Leave out the images; return the rest of the data exactly.

§ **Outline records**:
* * *
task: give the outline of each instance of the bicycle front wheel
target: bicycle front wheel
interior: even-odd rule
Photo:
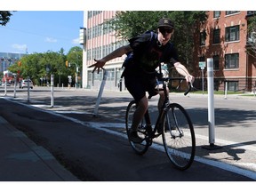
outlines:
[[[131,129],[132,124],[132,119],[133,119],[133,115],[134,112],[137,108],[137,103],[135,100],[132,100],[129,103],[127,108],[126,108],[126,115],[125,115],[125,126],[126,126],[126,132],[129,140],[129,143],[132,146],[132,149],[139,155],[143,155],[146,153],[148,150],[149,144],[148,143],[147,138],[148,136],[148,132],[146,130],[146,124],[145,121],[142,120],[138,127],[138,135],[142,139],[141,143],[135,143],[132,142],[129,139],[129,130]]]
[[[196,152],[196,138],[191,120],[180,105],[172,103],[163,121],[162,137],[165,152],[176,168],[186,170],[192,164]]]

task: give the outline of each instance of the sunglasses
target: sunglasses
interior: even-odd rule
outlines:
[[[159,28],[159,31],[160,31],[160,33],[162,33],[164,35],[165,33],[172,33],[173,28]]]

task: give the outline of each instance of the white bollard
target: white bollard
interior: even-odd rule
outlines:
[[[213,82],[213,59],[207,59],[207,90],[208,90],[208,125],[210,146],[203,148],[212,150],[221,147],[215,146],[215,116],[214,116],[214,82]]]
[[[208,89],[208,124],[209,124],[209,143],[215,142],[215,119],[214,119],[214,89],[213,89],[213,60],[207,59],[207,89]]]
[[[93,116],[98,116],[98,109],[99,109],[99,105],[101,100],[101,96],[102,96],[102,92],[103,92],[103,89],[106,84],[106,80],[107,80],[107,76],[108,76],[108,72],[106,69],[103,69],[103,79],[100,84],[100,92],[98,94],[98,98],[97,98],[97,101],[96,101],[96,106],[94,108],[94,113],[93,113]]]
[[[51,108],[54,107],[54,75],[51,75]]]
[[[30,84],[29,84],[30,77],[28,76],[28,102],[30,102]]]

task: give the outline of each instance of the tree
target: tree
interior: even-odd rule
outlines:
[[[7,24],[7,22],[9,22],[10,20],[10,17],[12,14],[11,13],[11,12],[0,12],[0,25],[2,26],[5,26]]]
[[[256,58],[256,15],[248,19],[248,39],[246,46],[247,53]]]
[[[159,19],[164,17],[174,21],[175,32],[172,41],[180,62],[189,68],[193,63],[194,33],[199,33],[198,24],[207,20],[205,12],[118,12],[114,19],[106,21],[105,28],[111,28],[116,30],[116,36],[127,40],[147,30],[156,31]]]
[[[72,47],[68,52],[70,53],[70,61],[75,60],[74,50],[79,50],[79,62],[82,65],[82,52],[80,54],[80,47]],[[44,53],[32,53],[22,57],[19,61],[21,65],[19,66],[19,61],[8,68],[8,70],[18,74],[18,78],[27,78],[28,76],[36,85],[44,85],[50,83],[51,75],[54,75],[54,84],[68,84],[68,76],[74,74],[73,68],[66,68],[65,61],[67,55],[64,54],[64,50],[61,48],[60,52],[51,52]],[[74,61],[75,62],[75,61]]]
* * *
§ **FINISHED ANSWER**:
task: give the outline of each instance of the bicycle front wheel
target: bicycle front wheel
interior: even-odd rule
Photo:
outlines:
[[[131,129],[132,124],[132,119],[133,119],[133,115],[134,112],[137,108],[137,103],[135,100],[132,100],[129,103],[127,108],[126,108],[126,115],[125,115],[125,126],[126,126],[126,132],[129,140],[129,143],[132,146],[132,149],[139,155],[143,155],[146,153],[148,150],[149,144],[148,143],[147,138],[148,136],[148,132],[146,130],[146,124],[145,121],[142,120],[138,127],[138,135],[142,139],[141,143],[135,143],[132,142],[129,139],[129,130]]]
[[[196,152],[196,138],[191,120],[180,105],[172,103],[163,121],[162,137],[165,152],[176,168],[186,170],[192,164]]]

task: give the outline of each instance of the sunglasses
target: sunglasses
interior: even-odd rule
outlines:
[[[159,28],[159,31],[160,31],[160,33],[162,33],[164,35],[165,33],[172,33],[173,28]]]

task: give the outline of each instance of the white bollard
target: white bollard
interior: even-odd rule
outlines:
[[[213,82],[213,59],[207,59],[207,90],[208,90],[208,125],[210,146],[203,148],[212,150],[221,147],[215,146],[215,116],[214,116],[214,82]]]
[[[208,89],[208,124],[209,124],[209,143],[215,142],[215,119],[214,119],[214,89],[213,89],[213,60],[207,59],[207,89]]]
[[[93,116],[98,116],[98,109],[99,109],[99,105],[101,100],[101,96],[102,96],[102,92],[103,92],[103,89],[106,84],[106,80],[107,80],[107,76],[108,76],[108,72],[106,69],[103,69],[103,79],[100,84],[100,92],[98,94],[98,98],[97,98],[97,101],[96,101],[96,106],[94,108],[94,113],[93,113]]]
[[[51,108],[54,107],[54,75],[51,75]]]
[[[30,84],[29,84],[30,77],[28,76],[28,102],[30,102]]]

task: give the outline of each instance of the tree
target: tree
interior: even-odd rule
outlines:
[[[7,24],[7,22],[9,22],[10,20],[10,17],[12,14],[11,13],[11,12],[0,12],[0,25],[2,26],[5,26]]]
[[[256,58],[256,15],[248,19],[248,39],[246,46],[247,53]]]
[[[159,19],[164,17],[174,21],[175,32],[172,41],[180,62],[189,68],[193,63],[194,33],[199,33],[198,24],[207,20],[205,12],[118,12],[114,19],[106,21],[105,28],[111,28],[116,30],[116,36],[127,40],[147,30],[156,31]]]
[[[72,47],[68,52],[70,53],[70,61],[75,60],[74,50],[79,50],[79,62],[82,65],[82,52],[80,54],[80,47]],[[44,53],[32,53],[22,57],[19,61],[21,65],[19,66],[19,61],[8,68],[8,70],[18,74],[18,78],[27,78],[28,76],[36,85],[44,85],[50,83],[51,75],[54,75],[54,84],[68,84],[68,76],[74,74],[73,68],[66,68],[65,61],[67,55],[64,54],[64,50],[61,48],[60,52],[51,52]],[[74,61],[75,62],[75,61]]]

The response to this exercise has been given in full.